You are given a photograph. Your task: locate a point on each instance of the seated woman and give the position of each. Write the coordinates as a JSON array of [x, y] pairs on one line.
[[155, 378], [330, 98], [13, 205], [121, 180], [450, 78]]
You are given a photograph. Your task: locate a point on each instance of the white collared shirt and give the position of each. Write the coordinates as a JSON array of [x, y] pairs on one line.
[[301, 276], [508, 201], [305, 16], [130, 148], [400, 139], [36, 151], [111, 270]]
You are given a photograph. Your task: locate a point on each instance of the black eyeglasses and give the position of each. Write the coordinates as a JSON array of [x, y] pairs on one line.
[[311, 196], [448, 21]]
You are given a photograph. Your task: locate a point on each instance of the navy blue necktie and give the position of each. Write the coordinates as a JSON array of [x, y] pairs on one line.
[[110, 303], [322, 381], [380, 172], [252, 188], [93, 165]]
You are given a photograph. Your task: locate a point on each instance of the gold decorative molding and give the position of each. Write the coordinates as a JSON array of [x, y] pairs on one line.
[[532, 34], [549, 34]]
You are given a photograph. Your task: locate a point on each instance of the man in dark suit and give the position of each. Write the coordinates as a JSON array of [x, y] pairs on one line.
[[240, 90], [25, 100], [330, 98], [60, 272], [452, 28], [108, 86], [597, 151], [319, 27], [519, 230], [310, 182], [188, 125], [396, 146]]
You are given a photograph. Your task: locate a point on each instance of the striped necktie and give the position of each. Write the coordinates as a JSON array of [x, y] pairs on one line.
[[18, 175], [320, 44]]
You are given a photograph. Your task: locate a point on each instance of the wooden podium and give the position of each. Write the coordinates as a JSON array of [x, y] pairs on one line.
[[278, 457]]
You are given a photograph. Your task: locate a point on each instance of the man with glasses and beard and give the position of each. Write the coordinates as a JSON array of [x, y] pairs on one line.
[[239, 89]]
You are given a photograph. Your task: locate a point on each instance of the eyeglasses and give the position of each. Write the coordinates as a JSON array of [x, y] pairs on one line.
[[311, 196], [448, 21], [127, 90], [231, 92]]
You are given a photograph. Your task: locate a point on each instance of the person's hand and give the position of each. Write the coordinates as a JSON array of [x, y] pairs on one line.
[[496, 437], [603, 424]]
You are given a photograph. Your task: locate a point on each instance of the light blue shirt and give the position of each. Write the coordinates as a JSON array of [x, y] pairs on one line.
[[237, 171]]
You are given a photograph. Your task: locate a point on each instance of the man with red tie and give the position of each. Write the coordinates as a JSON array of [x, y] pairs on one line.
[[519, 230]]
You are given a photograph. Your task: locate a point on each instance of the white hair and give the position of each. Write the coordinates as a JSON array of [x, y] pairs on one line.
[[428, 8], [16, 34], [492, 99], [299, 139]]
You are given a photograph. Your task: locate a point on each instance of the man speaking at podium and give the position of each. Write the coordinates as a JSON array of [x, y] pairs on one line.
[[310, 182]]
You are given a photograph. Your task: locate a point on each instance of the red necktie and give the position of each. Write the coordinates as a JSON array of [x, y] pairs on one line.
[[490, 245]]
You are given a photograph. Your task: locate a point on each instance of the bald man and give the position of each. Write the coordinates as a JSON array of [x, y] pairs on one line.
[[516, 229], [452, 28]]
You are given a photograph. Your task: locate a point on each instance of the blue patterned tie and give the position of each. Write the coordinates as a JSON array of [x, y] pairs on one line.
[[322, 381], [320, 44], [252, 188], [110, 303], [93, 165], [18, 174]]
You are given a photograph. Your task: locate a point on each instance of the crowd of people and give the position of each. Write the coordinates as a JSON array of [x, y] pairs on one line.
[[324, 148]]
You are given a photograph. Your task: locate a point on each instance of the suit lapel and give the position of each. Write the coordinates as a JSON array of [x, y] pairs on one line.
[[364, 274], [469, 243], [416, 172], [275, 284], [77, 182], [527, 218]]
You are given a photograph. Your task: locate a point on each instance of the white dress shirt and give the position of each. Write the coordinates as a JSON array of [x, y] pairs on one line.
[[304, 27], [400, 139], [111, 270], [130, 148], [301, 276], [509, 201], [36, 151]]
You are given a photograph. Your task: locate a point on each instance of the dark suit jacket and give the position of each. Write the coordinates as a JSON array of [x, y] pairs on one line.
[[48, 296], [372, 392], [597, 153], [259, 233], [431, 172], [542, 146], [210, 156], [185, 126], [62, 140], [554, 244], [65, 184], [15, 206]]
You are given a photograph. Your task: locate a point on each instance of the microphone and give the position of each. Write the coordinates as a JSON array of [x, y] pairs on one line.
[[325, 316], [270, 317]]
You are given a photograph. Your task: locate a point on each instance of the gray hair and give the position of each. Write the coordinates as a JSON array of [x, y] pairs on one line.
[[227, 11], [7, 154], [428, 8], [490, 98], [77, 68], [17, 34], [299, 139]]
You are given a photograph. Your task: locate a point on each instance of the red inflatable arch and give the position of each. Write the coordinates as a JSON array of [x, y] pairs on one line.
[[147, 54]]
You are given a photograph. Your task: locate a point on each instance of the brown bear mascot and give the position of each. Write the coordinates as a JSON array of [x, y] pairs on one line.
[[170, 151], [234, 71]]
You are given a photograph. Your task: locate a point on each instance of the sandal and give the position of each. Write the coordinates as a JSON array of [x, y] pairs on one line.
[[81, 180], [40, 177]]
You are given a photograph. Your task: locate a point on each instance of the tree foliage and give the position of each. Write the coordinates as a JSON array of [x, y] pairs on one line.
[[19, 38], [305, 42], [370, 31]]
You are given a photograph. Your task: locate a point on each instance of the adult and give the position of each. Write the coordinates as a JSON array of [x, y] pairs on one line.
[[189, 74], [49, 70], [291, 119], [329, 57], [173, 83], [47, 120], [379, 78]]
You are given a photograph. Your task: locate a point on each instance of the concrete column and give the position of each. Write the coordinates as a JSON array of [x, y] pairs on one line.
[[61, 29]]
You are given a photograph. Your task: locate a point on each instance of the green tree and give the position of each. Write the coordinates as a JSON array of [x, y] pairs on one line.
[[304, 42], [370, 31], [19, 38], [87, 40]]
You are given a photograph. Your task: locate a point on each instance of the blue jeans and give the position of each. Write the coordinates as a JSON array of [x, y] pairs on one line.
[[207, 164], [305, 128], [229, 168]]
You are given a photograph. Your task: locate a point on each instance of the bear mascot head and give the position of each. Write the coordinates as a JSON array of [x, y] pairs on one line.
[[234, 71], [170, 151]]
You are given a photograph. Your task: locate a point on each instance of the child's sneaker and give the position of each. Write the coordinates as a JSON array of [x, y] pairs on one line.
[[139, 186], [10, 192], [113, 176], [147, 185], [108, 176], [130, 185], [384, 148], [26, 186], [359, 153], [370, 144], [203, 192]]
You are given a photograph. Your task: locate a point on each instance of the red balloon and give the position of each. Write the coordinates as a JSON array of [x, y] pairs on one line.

-------

### [Exercise]
Output the line holding "the blue jeans", then every later line through the end of the records above, exactly as given and nothing else.

### [Answer section]
You are given a photograph. Your task: locate a point on each instance of the blue jeans and give the position of each. Write the coordinates as a JSON array of [x, y] pairs on one line.
[[207, 164], [305, 128], [229, 168]]
You are given a photograph. Your task: locate a point on each instance of the bear mascot head and give the position of each. Write the coordinates as a JSON array of [x, y] pairs on one line.
[[234, 71], [170, 151]]
You are given a photograph. Your task: locate a point on each instance of the child's sneaker and give the position of each. Write the coordinates as a JSON array of [x, y] pairs on one line.
[[139, 186], [10, 192], [113, 176], [147, 185], [108, 176], [130, 185], [384, 148], [26, 186], [359, 153], [370, 144], [203, 192]]
You are given a photograph. Your task: locate a point on each instance of the red balloon and give the position of each. Write the coordinates as a JSON array of [x, y] pairs on one line.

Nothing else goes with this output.